### [Given passage]

::::

It is within its pages that Cugoano’s physical force leadership is unleashed. He wrote directly to the enormous physical and psychological violence and “wickedness”, that Africans experienced in bondage and freedom. He showed that enslavement, imperialism, and colonialism were systems of domination that invoked the process of dehumanization and animalization of Africans. Of the dehumanization of African life, Cugoano wrote: “Our lives are accounted of no value, we are hunted after as the prey in the desert and doomed to destruction as the beasts that perish.” Even as a free African, he did not escape being regarded as non-human or subhuman, as the humanity of Africa’s people was being questioned in eighteenth-century religious debates in Europe. Additionally, Africans were classified as property, real estate, and chattel. 

Bondage for Cugoano was an activity that was rooted in stealing, kidnapping, and the selling of human beings, and was therefore against the common rights of nature, evil, and thus contrary to notions of justice, reason, and humanity. He, therefore, advocated for resistance against enslavement. According to Peter Fryer, author of Staying Power, Cugoano was the first writer in English to do so. Cugoano insisted that all Africans in bondage had not only a moral right but the moral duty to resist. He wrote: “If any man should buy another man…and compel him to his service and slavery without any agreement of that man to serve him, the enslaver is a robber, and a defrauder of that man every day. Wherefore it is as much the duty of a man who is robbed in that manner to get out of the hands of his enslaver, as it is for any honest community of men to get out of the hands of rogues and villains.”

::::

### [Data entries]
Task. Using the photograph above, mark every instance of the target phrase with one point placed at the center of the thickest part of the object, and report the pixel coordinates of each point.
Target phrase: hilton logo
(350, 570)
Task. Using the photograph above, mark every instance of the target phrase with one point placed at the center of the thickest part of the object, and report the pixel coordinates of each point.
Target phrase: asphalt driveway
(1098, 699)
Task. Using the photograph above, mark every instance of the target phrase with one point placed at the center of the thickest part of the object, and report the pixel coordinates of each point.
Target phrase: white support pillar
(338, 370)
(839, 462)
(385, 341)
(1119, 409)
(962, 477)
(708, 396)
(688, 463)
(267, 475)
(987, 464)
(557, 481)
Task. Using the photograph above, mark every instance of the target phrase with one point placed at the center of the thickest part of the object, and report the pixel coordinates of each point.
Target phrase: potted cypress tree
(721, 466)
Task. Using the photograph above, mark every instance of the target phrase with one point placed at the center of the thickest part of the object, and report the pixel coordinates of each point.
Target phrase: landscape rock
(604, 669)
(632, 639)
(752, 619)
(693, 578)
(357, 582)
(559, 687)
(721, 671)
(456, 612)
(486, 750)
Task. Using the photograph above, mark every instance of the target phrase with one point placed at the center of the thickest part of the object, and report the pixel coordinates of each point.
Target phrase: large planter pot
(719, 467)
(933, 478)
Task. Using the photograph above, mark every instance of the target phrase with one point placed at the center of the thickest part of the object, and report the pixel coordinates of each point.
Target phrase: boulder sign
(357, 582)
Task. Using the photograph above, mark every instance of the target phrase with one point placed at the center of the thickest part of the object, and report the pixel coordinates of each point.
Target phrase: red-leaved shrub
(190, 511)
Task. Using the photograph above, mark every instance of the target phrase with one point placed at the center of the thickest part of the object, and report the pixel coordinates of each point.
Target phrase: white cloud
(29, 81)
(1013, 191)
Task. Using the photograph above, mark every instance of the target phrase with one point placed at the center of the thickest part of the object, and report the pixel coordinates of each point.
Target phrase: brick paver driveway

::::

### [Objective A]
Answer these questions using the Cugoano passage:
(i) Which three systems of domination did Cugoano show invoked the dehumanization and animalization of Africans?
(ii) Besides property, what two classifications of Africans does the passage name?
(iii) Who is the author of Staying Power?
### [Objective B]
Output the stretch of the Cugoano passage from "It is within" through "estate, and chattel.", copied verbatim.

### [Right answer A]
(i) Enslavement, imperialism, and colonialism.
(ii) Real estate and chattel.
(iii) Peter Fryer.

### [Right answer B]
It is within its pages that Cugoano’s physical force leadership is unleashed. He wrote directly to the enormous physical and psychological violence and “wickedness”, that Africans experienced in bondage and freedom. He showed that enslavement, imperialism, and colonialism were systems of domination that invoked the process of dehumanization and animalization of Africans. Of the dehumanization of African life, Cugoano wrote: “Our lives are accounted of no value, we are hunted after as the prey in the desert and doomed to destruction as the beasts that perish.” Even as a free African, he did not escape being regarded as non-human or subhuman, as the humanity of Africa’s people was being questioned in eighteenth-century religious debates in Europe. Additionally, Africans were classified as property, real estate, and chattel.